Task prompt: Output only the lines below that start at the line containing "Target: person's shoulder" and end at the line containing "Target: curved display panel", with both ends kept.

- Opening Delimiter -

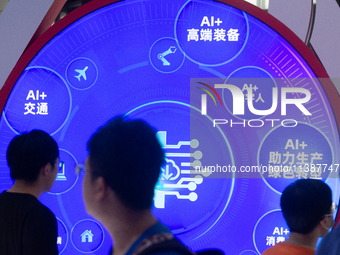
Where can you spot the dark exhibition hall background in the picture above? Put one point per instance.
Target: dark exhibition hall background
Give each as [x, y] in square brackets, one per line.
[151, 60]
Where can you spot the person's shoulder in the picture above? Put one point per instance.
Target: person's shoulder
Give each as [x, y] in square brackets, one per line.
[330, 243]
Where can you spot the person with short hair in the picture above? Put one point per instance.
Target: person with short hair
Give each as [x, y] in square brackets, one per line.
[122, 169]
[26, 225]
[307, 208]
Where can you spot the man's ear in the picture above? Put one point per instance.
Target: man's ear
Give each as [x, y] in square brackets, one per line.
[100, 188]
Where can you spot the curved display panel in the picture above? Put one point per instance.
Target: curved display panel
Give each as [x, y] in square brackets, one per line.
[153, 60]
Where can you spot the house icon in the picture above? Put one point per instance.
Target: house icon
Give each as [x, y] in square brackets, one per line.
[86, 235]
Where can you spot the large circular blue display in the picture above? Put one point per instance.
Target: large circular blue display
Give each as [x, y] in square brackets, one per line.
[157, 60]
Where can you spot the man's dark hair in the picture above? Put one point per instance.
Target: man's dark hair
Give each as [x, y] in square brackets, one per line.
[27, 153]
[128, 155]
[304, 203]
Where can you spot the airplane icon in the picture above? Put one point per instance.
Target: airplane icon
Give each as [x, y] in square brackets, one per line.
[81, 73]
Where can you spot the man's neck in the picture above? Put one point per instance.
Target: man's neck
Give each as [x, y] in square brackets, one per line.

- Closing Delimiter -

Result for this task:
Target: person's shoulder
Give each as [x, y] in square brackets, one per line.
[330, 243]
Where can you spot the person with short hair in the picture above? Put one point per instance.
Target: person with short hair
Give each as [x, y] in square brackets, one per line.
[122, 169]
[26, 225]
[307, 208]
Where can you spot the man's ear in the picture above? Put one point per instance.
Target: man's ear
Give each as [x, y] in square brackets, one per line.
[100, 188]
Where can you spot the curved display panel in the picture above? Put one point per instance.
Target: curved display panel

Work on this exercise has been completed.